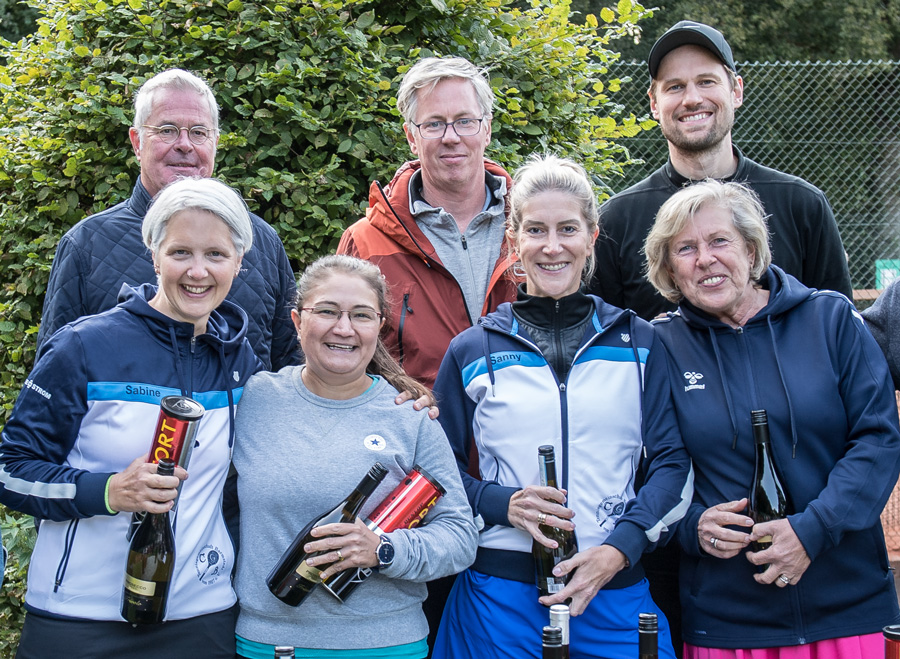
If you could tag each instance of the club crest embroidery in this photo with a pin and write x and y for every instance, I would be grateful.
(693, 380)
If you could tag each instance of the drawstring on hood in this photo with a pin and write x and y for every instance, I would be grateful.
(226, 329)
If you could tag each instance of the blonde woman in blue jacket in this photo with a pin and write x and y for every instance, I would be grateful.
(564, 368)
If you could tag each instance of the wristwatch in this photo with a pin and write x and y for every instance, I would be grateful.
(385, 553)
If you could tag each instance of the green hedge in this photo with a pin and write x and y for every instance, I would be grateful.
(307, 91)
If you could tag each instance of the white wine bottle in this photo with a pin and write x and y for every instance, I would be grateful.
(292, 578)
(545, 559)
(151, 561)
(768, 500)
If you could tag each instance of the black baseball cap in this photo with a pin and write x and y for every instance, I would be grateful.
(689, 33)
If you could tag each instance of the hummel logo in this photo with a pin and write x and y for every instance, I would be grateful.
(692, 379)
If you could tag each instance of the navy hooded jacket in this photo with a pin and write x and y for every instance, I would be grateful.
(809, 361)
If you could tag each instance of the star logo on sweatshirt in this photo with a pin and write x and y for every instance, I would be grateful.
(375, 442)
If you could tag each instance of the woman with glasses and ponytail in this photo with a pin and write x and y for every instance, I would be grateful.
(305, 436)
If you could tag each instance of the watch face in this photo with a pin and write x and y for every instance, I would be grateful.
(385, 553)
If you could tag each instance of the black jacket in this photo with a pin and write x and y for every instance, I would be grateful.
(803, 235)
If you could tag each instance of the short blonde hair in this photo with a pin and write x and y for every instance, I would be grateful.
(427, 73)
(747, 215)
(549, 173)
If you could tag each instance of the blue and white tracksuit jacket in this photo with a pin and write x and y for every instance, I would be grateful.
(87, 410)
(496, 389)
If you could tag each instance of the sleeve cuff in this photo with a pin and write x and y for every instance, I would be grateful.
(629, 539)
(493, 505)
(91, 494)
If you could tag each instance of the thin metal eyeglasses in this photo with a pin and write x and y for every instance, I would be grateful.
(331, 315)
(169, 133)
(435, 130)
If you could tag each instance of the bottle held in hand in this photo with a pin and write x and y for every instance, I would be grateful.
(768, 500)
(404, 508)
(545, 559)
(648, 636)
(293, 579)
(551, 641)
(559, 617)
(151, 561)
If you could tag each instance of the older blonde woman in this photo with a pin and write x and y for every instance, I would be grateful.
(746, 337)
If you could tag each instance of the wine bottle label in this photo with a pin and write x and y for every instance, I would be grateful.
(553, 586)
(140, 586)
(309, 572)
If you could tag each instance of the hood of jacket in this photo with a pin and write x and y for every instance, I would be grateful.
(225, 330)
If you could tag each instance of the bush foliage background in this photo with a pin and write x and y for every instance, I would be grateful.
(308, 115)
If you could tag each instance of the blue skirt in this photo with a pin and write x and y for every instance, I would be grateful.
(492, 618)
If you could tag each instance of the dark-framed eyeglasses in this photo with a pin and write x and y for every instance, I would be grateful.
(169, 133)
(435, 130)
(360, 317)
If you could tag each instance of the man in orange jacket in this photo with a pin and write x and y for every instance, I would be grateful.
(437, 229)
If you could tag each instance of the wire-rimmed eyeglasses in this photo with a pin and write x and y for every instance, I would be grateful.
(169, 133)
(435, 130)
(360, 317)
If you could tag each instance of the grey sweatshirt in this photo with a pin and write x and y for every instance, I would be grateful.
(469, 256)
(298, 455)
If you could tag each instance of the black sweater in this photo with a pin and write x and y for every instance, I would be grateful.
(803, 233)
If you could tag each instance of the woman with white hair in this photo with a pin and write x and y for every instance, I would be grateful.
(75, 449)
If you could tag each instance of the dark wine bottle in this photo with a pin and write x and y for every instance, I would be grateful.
(151, 561)
(545, 559)
(768, 500)
(551, 640)
(292, 578)
(648, 636)
(559, 617)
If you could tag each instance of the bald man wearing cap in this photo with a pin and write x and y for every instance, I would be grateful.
(694, 92)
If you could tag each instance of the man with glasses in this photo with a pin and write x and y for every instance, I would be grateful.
(436, 230)
(175, 133)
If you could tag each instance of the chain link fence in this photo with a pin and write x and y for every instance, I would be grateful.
(837, 125)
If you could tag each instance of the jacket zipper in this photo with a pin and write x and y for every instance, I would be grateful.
(404, 309)
(67, 553)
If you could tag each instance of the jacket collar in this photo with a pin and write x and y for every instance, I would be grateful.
(226, 328)
(680, 181)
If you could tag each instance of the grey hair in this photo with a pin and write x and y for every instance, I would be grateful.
(382, 362)
(205, 194)
(549, 173)
(747, 214)
(171, 79)
(427, 73)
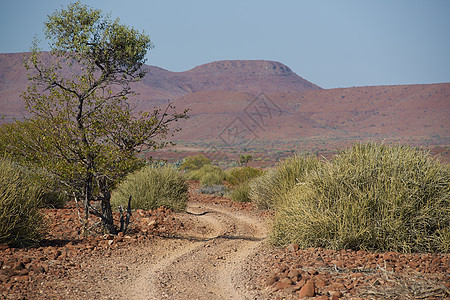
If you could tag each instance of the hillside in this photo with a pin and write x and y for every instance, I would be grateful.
(257, 105)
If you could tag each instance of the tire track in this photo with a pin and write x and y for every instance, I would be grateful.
(207, 261)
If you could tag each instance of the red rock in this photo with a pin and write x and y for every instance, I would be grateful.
(281, 285)
(320, 283)
(308, 290)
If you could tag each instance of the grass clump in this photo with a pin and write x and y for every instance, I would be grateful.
(269, 190)
(208, 175)
(21, 223)
(241, 178)
(370, 197)
(152, 187)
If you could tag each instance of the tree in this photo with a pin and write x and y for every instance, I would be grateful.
(82, 128)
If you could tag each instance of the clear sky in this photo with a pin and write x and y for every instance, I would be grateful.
(332, 43)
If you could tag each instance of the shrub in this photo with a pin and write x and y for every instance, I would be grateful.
(21, 223)
(194, 162)
(218, 190)
(370, 196)
(244, 174)
(268, 190)
(241, 193)
(208, 175)
(152, 187)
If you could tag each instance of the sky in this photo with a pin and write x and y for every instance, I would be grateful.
(330, 43)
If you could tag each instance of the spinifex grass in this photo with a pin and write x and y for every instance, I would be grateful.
(152, 187)
(21, 224)
(370, 197)
(269, 190)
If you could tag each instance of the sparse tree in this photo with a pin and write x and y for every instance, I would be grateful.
(82, 128)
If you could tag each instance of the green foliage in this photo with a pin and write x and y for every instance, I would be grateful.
(82, 128)
(208, 175)
(241, 193)
(245, 159)
(195, 162)
(387, 198)
(242, 175)
(152, 187)
(21, 224)
(268, 190)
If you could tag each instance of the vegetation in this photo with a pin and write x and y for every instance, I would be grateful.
(82, 128)
(208, 175)
(194, 162)
(153, 187)
(21, 224)
(388, 198)
(268, 191)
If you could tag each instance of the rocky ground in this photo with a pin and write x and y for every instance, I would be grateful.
(215, 250)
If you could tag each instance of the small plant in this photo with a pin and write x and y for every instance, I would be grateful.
(194, 162)
(21, 224)
(208, 175)
(244, 174)
(217, 190)
(152, 187)
(268, 190)
(370, 197)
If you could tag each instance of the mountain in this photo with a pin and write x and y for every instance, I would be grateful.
(262, 105)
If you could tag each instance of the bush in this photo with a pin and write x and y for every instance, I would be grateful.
(194, 162)
(370, 197)
(245, 174)
(152, 187)
(268, 190)
(208, 175)
(241, 193)
(218, 190)
(21, 223)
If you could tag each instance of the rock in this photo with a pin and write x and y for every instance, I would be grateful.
(292, 247)
(286, 280)
(281, 285)
(320, 283)
(308, 290)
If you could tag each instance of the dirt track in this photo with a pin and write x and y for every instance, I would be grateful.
(208, 261)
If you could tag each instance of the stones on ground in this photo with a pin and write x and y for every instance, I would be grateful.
(308, 290)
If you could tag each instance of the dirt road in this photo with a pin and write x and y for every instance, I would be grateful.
(211, 260)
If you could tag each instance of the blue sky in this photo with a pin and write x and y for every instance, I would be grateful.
(328, 42)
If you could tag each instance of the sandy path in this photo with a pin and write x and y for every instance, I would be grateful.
(204, 263)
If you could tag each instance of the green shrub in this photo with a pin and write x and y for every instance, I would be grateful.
(152, 187)
(376, 197)
(268, 190)
(194, 162)
(240, 175)
(21, 223)
(208, 175)
(241, 193)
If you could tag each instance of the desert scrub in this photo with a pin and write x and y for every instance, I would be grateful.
(269, 190)
(21, 223)
(242, 175)
(208, 175)
(370, 197)
(152, 187)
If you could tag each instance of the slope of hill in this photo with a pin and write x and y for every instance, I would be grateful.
(264, 105)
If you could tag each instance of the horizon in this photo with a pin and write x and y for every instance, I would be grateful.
(332, 45)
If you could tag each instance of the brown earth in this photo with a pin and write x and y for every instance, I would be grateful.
(217, 249)
(229, 113)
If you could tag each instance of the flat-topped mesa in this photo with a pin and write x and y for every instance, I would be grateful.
(247, 76)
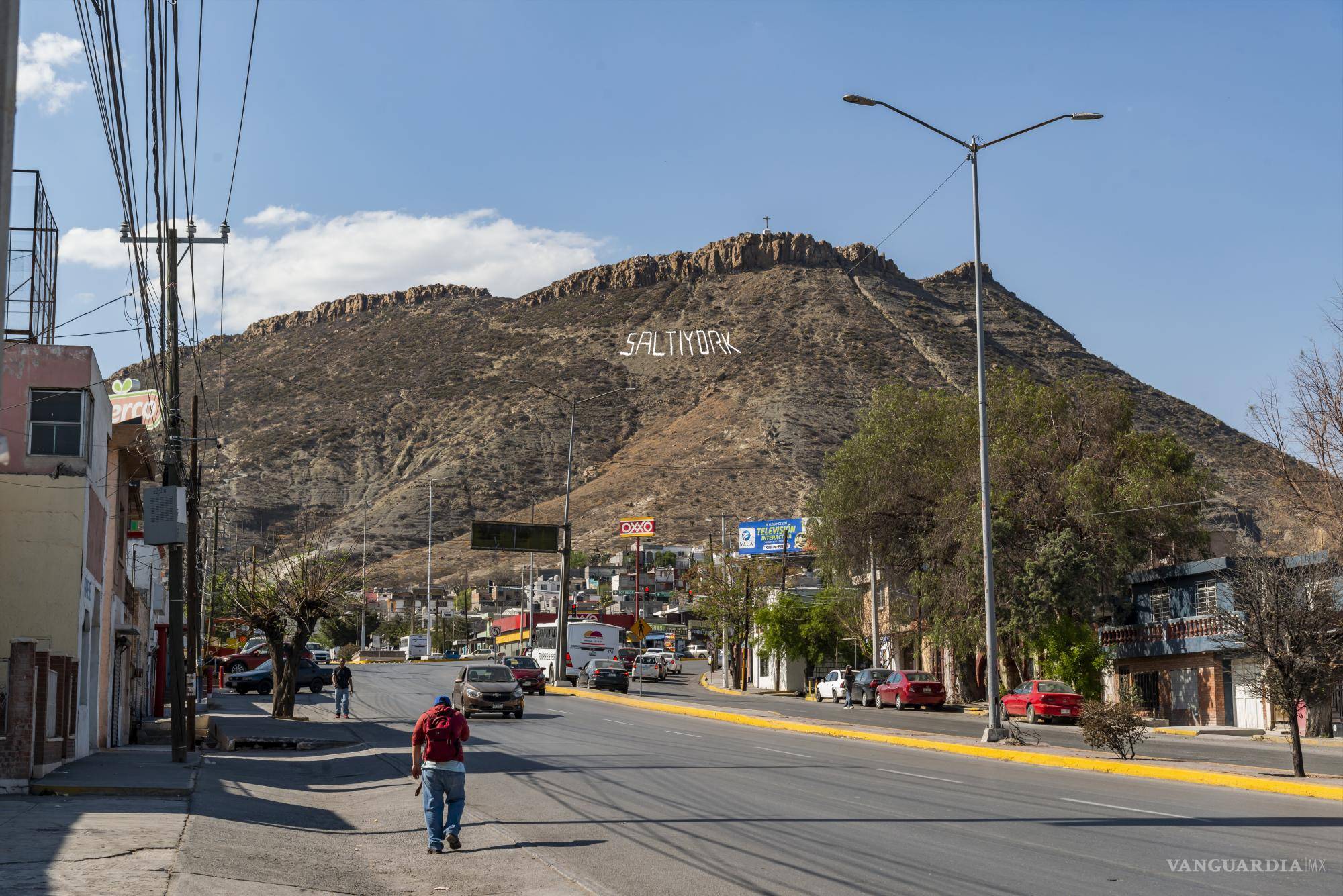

[Stated problem]
Locate each line in the entries above that contains the word "foliage" and copy those lines out in full.

[Written reply]
If you could tag each instance of the bush foliage background in this photo with a pin and write x and y for every instance, I would be grateful.
If you could tag each instance of the green foliage in this photo with a pin and write x and y for every instance, I would be grateful.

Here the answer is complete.